◆ TASK DETAILS: Using the records below, filter out every line that lacks "white" and copy the rest.

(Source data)
▶

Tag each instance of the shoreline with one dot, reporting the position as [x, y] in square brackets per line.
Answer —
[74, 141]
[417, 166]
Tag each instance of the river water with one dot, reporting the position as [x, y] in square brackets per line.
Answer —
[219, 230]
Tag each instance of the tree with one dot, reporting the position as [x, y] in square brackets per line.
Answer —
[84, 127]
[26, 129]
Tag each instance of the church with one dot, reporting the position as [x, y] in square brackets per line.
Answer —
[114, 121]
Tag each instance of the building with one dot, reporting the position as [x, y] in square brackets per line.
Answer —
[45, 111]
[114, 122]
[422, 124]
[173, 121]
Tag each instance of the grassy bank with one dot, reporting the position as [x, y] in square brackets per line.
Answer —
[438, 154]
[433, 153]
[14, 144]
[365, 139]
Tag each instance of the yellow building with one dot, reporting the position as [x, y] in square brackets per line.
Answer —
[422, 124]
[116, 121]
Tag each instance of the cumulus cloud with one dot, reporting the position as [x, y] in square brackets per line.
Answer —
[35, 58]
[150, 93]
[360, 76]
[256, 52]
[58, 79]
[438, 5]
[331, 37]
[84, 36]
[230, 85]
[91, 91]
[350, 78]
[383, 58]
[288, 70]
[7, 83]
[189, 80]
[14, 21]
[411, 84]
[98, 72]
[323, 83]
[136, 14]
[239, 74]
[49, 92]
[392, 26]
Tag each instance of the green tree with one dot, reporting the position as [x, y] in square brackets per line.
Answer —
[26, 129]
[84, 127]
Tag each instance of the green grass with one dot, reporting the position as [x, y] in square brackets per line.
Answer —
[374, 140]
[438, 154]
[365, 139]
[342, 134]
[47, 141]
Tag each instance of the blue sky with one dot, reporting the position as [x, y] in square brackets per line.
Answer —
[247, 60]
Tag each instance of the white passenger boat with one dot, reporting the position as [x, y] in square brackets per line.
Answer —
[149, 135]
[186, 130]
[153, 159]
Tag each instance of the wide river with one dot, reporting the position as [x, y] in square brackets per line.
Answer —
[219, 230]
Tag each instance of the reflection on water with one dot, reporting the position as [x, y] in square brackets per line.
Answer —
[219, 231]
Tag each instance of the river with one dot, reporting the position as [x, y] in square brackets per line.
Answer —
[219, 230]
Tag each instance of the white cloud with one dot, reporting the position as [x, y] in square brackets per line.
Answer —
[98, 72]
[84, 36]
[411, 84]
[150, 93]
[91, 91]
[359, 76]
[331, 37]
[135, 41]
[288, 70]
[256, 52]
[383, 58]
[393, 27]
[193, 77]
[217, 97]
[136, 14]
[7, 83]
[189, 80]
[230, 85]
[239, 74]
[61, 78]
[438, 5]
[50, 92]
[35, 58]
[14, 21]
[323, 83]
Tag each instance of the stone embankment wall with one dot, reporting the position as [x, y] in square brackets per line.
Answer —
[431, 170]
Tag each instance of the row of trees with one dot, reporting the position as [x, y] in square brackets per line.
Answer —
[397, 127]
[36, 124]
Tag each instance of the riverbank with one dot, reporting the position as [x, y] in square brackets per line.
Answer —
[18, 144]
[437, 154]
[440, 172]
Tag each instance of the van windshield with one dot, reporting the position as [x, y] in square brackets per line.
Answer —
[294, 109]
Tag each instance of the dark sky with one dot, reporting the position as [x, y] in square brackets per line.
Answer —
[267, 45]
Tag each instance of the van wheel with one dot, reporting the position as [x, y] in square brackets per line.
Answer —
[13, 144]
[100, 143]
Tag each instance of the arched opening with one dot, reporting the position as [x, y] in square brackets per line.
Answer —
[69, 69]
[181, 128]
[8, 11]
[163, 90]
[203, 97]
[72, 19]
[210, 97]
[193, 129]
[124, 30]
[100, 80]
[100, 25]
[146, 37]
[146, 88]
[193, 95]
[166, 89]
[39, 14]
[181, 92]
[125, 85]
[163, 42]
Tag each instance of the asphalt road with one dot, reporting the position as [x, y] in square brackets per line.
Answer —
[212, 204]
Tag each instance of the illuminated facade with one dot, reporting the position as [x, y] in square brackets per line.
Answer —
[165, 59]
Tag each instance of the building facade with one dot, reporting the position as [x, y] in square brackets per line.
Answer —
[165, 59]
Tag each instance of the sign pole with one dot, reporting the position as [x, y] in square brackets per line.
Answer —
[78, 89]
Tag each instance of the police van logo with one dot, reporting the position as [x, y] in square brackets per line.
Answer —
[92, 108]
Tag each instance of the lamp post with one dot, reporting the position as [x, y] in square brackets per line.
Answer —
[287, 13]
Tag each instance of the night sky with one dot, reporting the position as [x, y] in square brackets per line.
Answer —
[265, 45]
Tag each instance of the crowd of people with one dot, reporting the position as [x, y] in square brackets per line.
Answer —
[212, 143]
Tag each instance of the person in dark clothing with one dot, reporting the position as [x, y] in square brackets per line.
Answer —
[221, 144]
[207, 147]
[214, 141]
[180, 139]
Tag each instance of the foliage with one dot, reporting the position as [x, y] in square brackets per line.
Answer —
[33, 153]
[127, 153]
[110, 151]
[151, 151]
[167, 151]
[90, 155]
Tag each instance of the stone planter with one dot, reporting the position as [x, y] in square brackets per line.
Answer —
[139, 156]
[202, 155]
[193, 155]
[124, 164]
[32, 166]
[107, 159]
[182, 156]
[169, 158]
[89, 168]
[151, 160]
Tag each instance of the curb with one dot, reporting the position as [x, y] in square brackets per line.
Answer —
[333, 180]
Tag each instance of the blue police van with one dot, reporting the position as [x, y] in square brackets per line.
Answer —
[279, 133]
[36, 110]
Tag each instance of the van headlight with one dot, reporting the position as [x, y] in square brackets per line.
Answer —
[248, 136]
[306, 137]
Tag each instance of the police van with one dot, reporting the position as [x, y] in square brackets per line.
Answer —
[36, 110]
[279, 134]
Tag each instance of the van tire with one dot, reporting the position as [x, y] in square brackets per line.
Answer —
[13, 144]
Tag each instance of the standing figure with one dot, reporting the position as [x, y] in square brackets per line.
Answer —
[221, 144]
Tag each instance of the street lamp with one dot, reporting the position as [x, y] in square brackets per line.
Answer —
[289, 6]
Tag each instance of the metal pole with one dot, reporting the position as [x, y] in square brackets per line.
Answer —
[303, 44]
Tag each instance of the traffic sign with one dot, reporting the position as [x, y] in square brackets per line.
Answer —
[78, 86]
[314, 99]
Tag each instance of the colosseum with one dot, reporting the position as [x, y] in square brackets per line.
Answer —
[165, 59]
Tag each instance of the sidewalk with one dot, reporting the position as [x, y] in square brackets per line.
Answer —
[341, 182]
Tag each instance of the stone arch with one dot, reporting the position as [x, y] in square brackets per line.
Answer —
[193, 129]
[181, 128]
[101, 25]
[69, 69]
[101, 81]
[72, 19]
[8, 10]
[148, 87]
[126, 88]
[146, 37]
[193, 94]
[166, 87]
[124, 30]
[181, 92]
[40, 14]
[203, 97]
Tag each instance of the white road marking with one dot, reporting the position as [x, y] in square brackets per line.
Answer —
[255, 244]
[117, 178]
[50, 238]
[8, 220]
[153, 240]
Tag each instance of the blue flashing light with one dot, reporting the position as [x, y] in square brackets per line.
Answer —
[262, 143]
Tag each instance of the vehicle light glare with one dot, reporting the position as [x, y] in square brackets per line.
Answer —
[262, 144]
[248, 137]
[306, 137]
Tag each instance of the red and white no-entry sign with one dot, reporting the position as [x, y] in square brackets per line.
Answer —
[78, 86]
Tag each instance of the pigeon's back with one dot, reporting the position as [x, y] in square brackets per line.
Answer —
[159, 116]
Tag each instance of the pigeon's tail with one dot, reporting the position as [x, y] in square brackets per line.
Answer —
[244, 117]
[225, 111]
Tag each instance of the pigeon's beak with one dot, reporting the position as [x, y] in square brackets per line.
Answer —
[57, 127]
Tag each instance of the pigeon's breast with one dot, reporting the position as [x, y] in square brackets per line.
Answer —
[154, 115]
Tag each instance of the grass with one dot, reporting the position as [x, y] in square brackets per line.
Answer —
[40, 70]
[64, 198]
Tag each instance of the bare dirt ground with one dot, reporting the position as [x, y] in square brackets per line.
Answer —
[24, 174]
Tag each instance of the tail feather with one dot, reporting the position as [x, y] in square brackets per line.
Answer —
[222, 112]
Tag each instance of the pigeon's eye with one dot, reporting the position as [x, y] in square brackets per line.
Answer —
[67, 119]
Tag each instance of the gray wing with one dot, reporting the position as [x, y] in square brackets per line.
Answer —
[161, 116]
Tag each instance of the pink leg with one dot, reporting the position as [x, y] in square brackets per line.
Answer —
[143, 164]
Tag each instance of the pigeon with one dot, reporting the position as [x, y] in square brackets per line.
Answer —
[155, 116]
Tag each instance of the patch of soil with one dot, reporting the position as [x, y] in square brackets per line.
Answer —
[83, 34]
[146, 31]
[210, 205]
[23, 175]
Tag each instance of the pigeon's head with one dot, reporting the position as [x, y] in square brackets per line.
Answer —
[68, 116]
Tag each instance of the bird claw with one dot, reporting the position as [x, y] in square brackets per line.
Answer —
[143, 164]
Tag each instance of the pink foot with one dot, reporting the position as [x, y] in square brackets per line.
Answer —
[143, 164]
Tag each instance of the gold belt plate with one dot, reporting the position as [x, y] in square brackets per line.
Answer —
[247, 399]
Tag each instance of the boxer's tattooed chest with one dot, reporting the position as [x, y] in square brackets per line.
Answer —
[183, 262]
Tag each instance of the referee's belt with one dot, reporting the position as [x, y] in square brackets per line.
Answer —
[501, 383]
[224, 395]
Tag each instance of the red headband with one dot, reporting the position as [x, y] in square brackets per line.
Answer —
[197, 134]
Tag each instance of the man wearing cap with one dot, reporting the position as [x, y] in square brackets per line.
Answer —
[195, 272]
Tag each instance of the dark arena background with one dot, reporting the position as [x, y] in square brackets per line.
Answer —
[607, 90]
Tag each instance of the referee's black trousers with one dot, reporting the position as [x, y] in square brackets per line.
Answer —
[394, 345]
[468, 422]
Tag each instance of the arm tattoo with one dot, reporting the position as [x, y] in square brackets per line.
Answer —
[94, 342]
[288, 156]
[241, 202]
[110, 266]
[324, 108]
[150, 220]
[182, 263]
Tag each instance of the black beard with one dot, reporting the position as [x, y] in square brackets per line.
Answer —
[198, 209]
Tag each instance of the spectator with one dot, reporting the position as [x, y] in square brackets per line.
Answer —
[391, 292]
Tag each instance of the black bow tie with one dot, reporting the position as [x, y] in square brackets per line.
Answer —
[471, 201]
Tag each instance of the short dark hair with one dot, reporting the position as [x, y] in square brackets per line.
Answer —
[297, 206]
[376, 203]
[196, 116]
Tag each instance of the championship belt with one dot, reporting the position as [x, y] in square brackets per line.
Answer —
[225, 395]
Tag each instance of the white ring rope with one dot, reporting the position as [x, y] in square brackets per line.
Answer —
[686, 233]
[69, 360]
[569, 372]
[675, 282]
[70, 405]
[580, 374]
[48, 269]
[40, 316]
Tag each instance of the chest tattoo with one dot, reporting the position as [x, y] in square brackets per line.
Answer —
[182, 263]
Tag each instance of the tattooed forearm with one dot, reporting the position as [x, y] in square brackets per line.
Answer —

◀

◆ SOLUTION FOR THIS TASK:
Tag each instance of the white passenger boat with one dot, reporting the position as [x, y] in square brackets per line.
Tag each instance of the white cloud with one dot, reporting the position as [x, y] in square brackets per line.
Tag each instance of the white road marking with one dot, reporting the position as [x, y] in square brackets per line.
Tag each instance of the red and white no-entry sign with one dot, reporting the position as [x, y] in square brackets per line.
Tag each instance of the white ring rope with one dot, reporting the position as [x, y] in square brackets per line.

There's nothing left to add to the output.